• YOUR TASK
List each line in the material below that contains the word "water".

• INFORMATION GIVEN
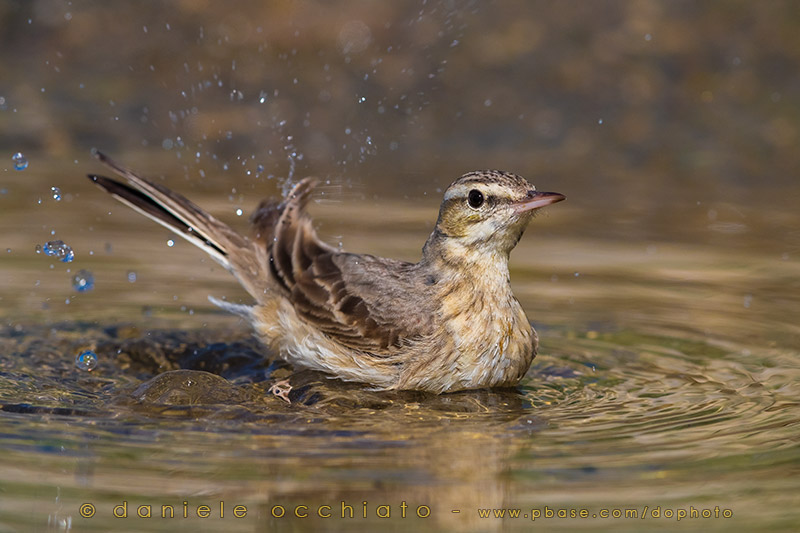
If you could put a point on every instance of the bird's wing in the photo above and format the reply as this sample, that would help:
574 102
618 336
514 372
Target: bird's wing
363 302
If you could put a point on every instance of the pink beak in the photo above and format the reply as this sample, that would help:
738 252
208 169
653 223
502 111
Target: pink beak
536 199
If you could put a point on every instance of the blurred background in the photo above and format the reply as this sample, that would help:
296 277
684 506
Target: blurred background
676 119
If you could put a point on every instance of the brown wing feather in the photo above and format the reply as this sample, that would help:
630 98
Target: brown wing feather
343 295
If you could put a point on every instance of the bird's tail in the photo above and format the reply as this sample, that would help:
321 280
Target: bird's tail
238 254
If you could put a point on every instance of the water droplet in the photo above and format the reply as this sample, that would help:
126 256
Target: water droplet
60 250
83 281
86 360
20 163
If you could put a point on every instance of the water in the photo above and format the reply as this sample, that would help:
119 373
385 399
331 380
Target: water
86 360
665 289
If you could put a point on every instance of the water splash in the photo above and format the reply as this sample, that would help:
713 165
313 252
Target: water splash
59 249
86 360
83 281
20 163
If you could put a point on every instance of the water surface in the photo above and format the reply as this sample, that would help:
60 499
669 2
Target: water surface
665 290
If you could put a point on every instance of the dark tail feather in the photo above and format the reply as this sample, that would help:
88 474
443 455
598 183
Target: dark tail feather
172 211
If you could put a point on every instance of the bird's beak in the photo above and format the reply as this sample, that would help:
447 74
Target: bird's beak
537 199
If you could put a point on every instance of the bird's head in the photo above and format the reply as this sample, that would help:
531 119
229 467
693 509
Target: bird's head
487 211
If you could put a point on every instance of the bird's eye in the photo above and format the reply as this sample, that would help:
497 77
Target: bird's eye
475 198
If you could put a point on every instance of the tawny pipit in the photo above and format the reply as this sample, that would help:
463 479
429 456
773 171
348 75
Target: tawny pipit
446 323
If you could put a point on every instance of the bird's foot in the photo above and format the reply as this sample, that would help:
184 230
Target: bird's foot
281 389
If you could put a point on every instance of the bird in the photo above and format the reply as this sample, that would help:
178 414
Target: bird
446 323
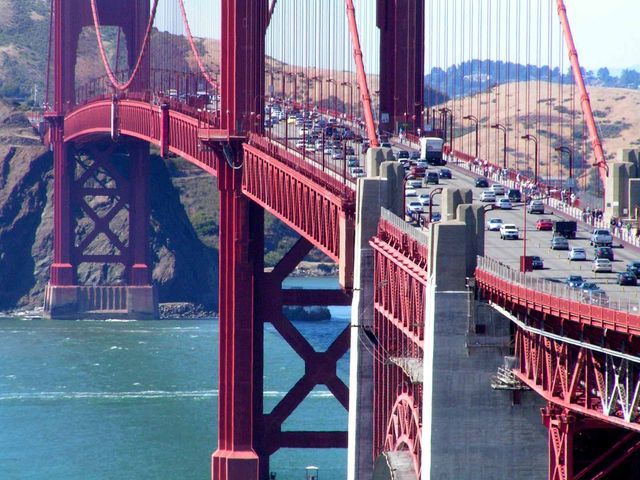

• FINAL RESULT
If you could put a point on every instance of the water droplet in the photo above and format the reply as this sample, that would help:
Target: water droplet
If you could put a point on every instance of the water in the photo above and format the reply as this sample, that would help:
Target: water
If you could put a point on every instance of the water splash in the photo above and format the reply as this sample, that would help:
Target: water splash
If you could put a point on every instance of the water surface in the photo above and format the reply as this sample, that would help:
Target: water surface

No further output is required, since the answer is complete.